_Task input_.
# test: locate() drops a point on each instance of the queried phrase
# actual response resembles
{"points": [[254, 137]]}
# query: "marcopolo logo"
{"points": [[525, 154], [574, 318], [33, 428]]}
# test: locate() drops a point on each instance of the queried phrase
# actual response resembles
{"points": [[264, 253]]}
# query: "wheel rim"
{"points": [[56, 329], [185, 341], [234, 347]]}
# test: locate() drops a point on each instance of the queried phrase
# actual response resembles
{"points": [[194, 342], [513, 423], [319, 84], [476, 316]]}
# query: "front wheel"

_The task_.
Write out all of the records above exactly as they appear.

_Completed exercise_.
# test: locate() drops a point on each instance of the queried phrase
# actual response resembles
{"points": [[254, 137]]}
# query: "marcopolo logo"
{"points": [[525, 154], [574, 318], [33, 428]]}
# test: locate() drops a point on each instance of the queried phrase
# actual response resembles
{"points": [[264, 253]]}
# query: "wheel rim"
{"points": [[56, 329], [185, 341], [234, 347]]}
# test: locate() drops a point on each instance of the queried phrase
# actual response resembles
{"points": [[194, 342], [513, 423], [319, 84], [476, 316]]}
# query: "front wheel"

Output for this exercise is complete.